- **What you have to do**: From the first line to the last, restate the records word for word, skipping the pictures.

Collected data
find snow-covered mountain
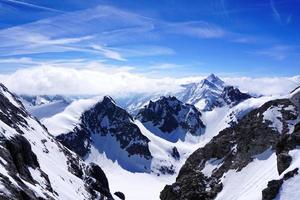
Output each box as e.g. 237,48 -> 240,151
136,96 -> 205,142
56,96 -> 153,173
0,83 -> 121,200
160,89 -> 300,200
114,74 -> 251,114
177,74 -> 251,111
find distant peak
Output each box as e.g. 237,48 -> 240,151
205,73 -> 224,86
207,73 -> 218,79
102,95 -> 116,104
159,96 -> 178,101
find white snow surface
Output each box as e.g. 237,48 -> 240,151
215,147 -> 300,200
42,97 -> 101,135
275,148 -> 300,200
0,89 -> 104,199
263,105 -> 284,133
216,148 -> 278,200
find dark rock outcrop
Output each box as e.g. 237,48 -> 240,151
262,168 -> 298,200
84,163 -> 113,199
136,96 -> 205,141
114,191 -> 125,200
0,134 -> 54,200
161,98 -> 299,200
171,147 -> 180,161
221,86 -> 251,106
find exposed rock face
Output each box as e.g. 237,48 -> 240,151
0,84 -> 30,134
136,96 -> 205,142
177,74 -> 251,111
57,96 -> 152,172
290,86 -> 300,111
0,83 -> 114,200
221,86 -> 251,106
262,168 -> 298,200
171,147 -> 180,161
0,134 -> 54,200
114,191 -> 125,200
84,163 -> 112,199
160,98 -> 299,200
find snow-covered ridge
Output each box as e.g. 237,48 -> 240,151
0,83 -> 117,200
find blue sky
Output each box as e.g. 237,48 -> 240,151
0,0 -> 299,77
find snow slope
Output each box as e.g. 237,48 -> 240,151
0,83 -> 113,200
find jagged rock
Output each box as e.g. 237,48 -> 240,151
57,96 -> 152,172
262,179 -> 283,200
262,168 -> 298,200
56,127 -> 90,157
0,135 -> 54,200
161,98 -> 299,200
84,163 -> 112,199
171,147 -> 180,160
275,123 -> 300,175
114,191 -> 125,200
221,86 -> 251,106
0,83 -> 115,200
277,152 -> 292,175
159,165 -> 175,175
0,84 -> 29,134
136,96 -> 205,142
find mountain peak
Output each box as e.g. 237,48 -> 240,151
102,95 -> 116,104
205,73 -> 224,86
136,96 -> 205,141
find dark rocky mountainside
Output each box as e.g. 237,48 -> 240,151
221,86 -> 251,106
136,96 -> 205,142
0,83 -> 116,200
160,95 -> 300,200
57,96 -> 152,172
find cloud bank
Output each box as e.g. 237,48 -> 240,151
0,66 -> 299,97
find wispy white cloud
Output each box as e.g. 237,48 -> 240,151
251,45 -> 296,60
270,0 -> 293,25
1,0 -> 64,13
164,21 -> 225,38
90,45 -> 126,61
148,63 -> 181,70
0,4 -> 228,61
270,0 -> 282,23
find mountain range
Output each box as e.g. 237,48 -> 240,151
0,74 -> 299,200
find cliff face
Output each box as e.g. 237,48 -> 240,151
160,96 -> 300,200
0,83 -> 114,200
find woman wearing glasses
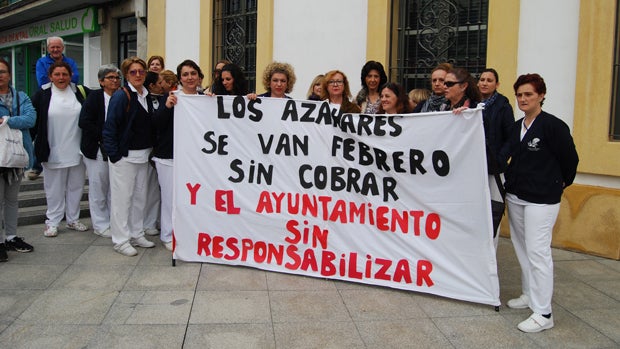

- **Output**:
find snow-covered mountain
Output each box as e.g. 237,48 -> 240,151
136,96 -> 205,142
56,96 -> 153,173
0,83 -> 121,200
160,89 -> 300,200
114,74 -> 251,114
177,74 -> 251,111
find distant peak
Output each box as e.g. 237,48 -> 240,151
205,73 -> 224,86
207,73 -> 218,79
102,95 -> 116,104
159,96 -> 178,101
find white snow surface
Output each box as e.g. 237,48 -> 240,151
215,147 -> 300,200
42,97 -> 101,135
275,148 -> 300,200
0,89 -> 104,199
263,105 -> 284,133
216,148 -> 278,200
find dark rock outcrop
Output each box as e.g. 237,48 -> 240,151
262,168 -> 298,200
84,163 -> 113,199
136,96 -> 205,141
114,191 -> 125,200
0,134 -> 54,200
161,98 -> 299,200
171,147 -> 180,161
221,86 -> 251,106
find exposed rock face
Output each box as e.g. 237,48 -> 240,151
0,84 -> 30,134
136,96 -> 205,142
177,74 -> 251,111
57,96 -> 152,172
290,86 -> 300,111
0,83 -> 114,200
221,86 -> 251,106
262,168 -> 298,200
171,147 -> 180,161
0,134 -> 54,200
114,191 -> 125,200
84,163 -> 112,199
160,98 -> 299,200
find snow-covered ridge
Output each box as e.g. 237,48 -> 240,151
0,83 -> 117,200
find blue sky
Output each box as e.g. 237,48 -> 240,151
0,0 -> 299,77
find snow slope
Output each box as e.g. 237,48 -> 240,151
0,83 -> 113,200
find jagged rock
Output each box as e.g. 237,48 -> 240,151
57,96 -> 152,172
262,179 -> 283,200
262,168 -> 298,200
56,127 -> 90,157
0,135 -> 54,200
161,98 -> 299,200
84,163 -> 112,199
171,147 -> 180,160
275,123 -> 300,175
114,191 -> 125,200
221,86 -> 251,106
0,83 -> 115,200
277,152 -> 292,175
159,165 -> 175,175
0,84 -> 29,134
136,96 -> 205,142
find mountain peak
Output each box as e.g. 237,48 -> 240,151
102,95 -> 116,104
205,73 -> 224,86
136,96 -> 205,141
find dark rocky mountainside
Output each box as e.g. 237,48 -> 240,151
221,86 -> 251,106
136,96 -> 205,142
0,83 -> 116,200
160,95 -> 300,200
57,96 -> 152,172
find cloud bank
Output each box as e.g. 237,48 -> 240,151
0,66 -> 299,97
find wispy white cloud
Output each box as e.g. 237,48 -> 240,151
251,45 -> 296,60
270,0 -> 293,25
1,0 -> 64,13
164,21 -> 225,38
90,45 -> 126,61
148,63 -> 181,70
0,4 -> 228,61
270,0 -> 282,23
find mountain range
Output each box as e.g. 237,48 -> 240,151
0,74 -> 299,200
find cliff face
Output each box as e.g. 237,48 -> 240,151
160,96 -> 300,200
0,83 -> 114,200
find woman wearing glasses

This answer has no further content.